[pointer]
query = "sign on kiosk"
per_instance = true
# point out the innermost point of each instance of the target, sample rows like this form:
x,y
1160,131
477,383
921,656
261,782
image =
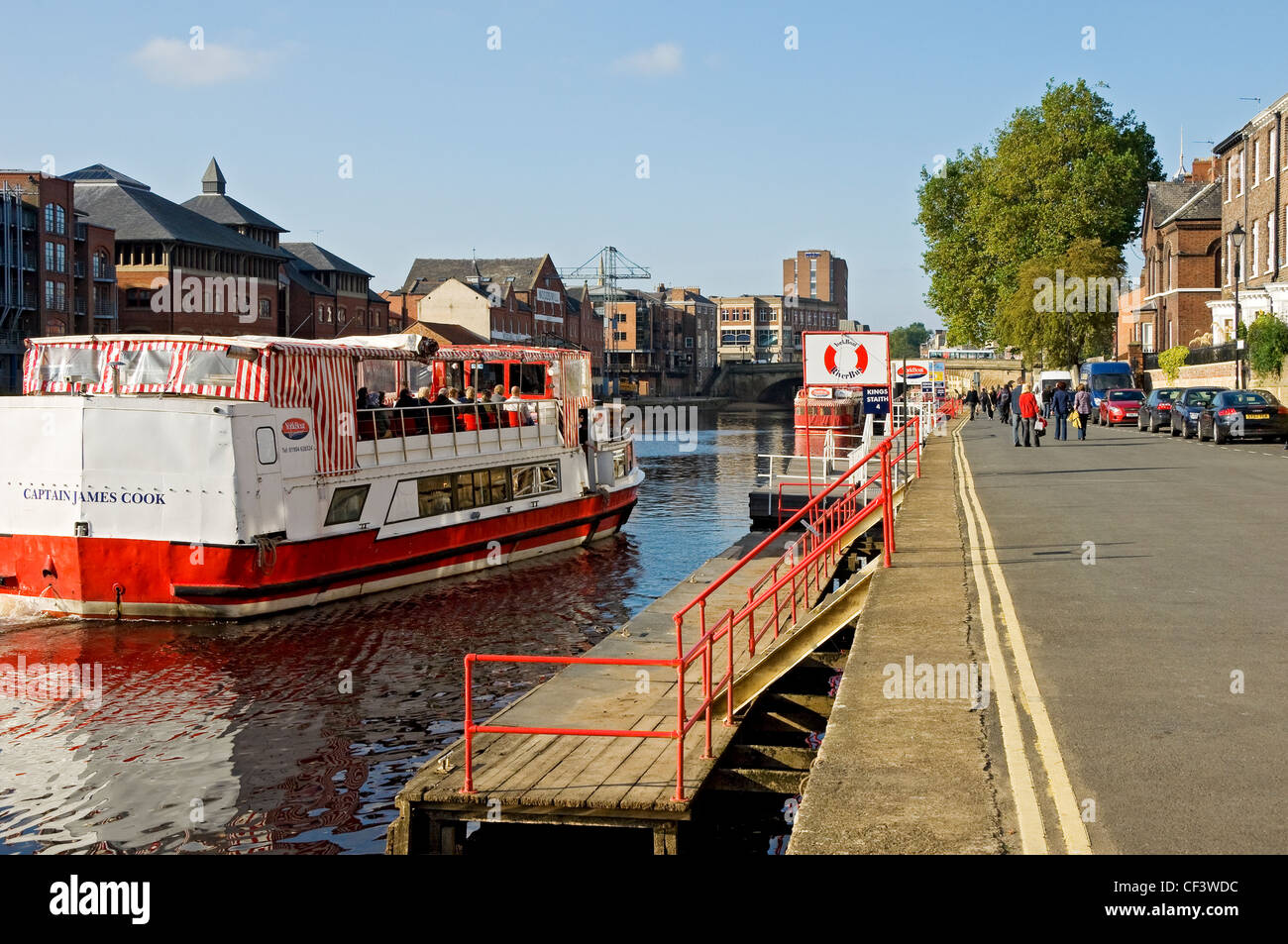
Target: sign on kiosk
x,y
846,359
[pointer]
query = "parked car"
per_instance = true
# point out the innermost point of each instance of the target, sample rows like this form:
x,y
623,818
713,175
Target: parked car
x,y
1186,407
1157,408
1243,415
1120,406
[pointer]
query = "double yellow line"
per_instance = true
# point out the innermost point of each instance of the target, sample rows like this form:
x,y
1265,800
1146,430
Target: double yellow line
x,y
1033,835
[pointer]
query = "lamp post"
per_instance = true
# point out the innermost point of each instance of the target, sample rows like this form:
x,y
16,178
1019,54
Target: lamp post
x,y
1236,243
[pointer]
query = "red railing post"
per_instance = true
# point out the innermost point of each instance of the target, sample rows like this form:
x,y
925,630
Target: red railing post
x,y
469,725
706,693
887,507
679,733
918,445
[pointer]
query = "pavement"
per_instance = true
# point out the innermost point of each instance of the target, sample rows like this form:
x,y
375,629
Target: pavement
x,y
1146,578
907,773
1127,594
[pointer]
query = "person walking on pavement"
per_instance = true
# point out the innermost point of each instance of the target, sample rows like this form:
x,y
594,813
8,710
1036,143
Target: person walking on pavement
x,y
1082,407
1061,402
1028,413
1017,391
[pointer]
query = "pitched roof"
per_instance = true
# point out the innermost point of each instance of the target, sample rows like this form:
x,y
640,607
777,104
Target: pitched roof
x,y
299,273
112,200
1167,197
231,213
321,259
447,333
1205,205
213,180
522,271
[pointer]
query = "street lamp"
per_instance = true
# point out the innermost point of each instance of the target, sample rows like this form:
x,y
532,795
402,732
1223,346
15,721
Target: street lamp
x,y
1236,243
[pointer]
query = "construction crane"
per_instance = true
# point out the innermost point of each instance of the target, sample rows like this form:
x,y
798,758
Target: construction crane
x,y
606,266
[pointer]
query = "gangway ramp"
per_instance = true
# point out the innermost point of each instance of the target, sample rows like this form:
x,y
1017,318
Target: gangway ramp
x,y
627,734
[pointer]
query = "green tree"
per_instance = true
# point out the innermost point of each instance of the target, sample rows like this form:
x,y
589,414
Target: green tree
x,y
906,342
1060,171
1064,304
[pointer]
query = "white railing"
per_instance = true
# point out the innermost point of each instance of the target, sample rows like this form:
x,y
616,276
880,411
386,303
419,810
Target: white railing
x,y
393,436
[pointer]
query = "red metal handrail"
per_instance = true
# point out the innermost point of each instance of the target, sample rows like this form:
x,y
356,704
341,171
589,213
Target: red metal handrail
x,y
819,548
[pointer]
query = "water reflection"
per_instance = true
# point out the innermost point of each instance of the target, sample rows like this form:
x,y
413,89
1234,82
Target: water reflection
x,y
294,733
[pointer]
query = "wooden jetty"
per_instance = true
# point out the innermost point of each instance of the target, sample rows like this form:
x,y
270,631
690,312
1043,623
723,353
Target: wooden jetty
x,y
632,781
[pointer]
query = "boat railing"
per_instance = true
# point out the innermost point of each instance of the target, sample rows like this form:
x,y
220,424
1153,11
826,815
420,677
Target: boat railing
x,y
391,436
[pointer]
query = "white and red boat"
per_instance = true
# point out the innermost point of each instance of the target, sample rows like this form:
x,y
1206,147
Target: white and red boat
x,y
178,476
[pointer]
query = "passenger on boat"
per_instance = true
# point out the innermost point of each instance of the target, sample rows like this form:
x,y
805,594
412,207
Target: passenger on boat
x,y
408,419
516,411
441,413
366,424
471,415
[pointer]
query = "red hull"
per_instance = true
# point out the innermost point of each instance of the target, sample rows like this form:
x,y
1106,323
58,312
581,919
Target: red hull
x,y
116,577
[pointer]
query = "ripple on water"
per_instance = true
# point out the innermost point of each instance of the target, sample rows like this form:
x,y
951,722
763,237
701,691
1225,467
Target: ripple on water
x,y
239,738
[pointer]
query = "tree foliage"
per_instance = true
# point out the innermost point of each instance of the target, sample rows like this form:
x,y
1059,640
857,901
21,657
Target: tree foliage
x,y
906,342
1267,344
1061,171
1064,304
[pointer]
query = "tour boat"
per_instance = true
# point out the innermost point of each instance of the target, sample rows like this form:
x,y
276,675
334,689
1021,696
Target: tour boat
x,y
824,413
179,476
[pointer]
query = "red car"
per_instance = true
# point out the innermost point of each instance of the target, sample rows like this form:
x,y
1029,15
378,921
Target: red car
x,y
1121,406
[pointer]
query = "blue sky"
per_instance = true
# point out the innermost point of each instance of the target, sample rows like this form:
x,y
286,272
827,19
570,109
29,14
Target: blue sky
x,y
754,150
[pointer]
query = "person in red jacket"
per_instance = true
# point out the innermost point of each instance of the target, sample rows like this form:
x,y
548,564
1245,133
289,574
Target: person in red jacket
x,y
1028,415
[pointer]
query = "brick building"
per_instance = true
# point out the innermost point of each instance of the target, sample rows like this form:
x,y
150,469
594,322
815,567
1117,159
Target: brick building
x,y
507,300
769,327
327,296
1252,162
1181,245
815,273
703,333
176,270
56,273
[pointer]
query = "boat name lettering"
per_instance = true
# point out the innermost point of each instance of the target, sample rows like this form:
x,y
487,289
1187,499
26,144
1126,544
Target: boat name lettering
x,y
72,494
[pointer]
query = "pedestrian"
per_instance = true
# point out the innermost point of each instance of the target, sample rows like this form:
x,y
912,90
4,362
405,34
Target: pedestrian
x,y
1082,407
1028,413
1061,404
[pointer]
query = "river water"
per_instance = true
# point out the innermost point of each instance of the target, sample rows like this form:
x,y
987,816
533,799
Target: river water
○ ○ ○ ○ ○
▶ [Aim of the task]:
Filter the records above for lines with "river".

▶ [Reply to the task]:
query = "river water"
Target: river water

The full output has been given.